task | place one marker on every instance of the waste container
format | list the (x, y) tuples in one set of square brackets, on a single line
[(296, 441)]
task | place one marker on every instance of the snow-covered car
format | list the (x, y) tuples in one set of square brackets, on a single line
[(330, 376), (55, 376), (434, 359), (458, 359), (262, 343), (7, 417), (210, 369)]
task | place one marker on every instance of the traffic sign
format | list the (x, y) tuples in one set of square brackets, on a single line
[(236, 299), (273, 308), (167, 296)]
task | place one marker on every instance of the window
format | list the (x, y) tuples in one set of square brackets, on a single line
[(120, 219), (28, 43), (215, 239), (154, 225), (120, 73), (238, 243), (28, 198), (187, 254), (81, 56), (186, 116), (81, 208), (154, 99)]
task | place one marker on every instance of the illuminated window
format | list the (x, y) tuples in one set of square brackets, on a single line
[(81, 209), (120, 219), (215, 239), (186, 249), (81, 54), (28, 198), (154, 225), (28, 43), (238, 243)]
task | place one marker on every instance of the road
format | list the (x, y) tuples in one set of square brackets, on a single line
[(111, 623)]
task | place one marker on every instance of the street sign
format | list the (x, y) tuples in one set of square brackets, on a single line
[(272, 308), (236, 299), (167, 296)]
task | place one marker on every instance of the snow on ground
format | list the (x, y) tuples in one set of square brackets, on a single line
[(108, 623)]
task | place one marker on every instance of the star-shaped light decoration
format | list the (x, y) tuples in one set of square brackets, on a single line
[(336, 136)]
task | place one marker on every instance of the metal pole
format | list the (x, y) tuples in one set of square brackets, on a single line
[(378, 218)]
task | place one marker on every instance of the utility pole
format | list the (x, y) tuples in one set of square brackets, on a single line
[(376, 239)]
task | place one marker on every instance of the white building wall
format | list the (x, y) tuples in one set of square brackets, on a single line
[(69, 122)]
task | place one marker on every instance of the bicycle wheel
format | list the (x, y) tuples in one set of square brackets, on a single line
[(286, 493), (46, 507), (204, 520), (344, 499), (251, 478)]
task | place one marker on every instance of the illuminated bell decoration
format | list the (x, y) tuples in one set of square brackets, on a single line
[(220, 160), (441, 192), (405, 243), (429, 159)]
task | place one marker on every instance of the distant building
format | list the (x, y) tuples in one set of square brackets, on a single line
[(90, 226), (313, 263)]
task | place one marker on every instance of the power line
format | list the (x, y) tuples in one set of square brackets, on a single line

◆ ◆ ◆

__Task goal__.
The first line of the records begins the span, and the line containing "task | place one marker on every instance of the traffic" ends it. Reproduce that span exactly, both ends included.

__Solution for this problem__.
task | place one marker on every instance of the waste container
format | list the (x, y) tuples in one set of square brackets, on a single line
[(296, 441)]
task | place one marker on every instance of the snow-covered car
format | list the (x, y) tuples in one set of square brackets, on a single line
[(330, 376), (55, 376), (434, 359), (458, 359), (262, 343), (7, 417), (210, 369)]
task | place one marker on every instance of the traffic sign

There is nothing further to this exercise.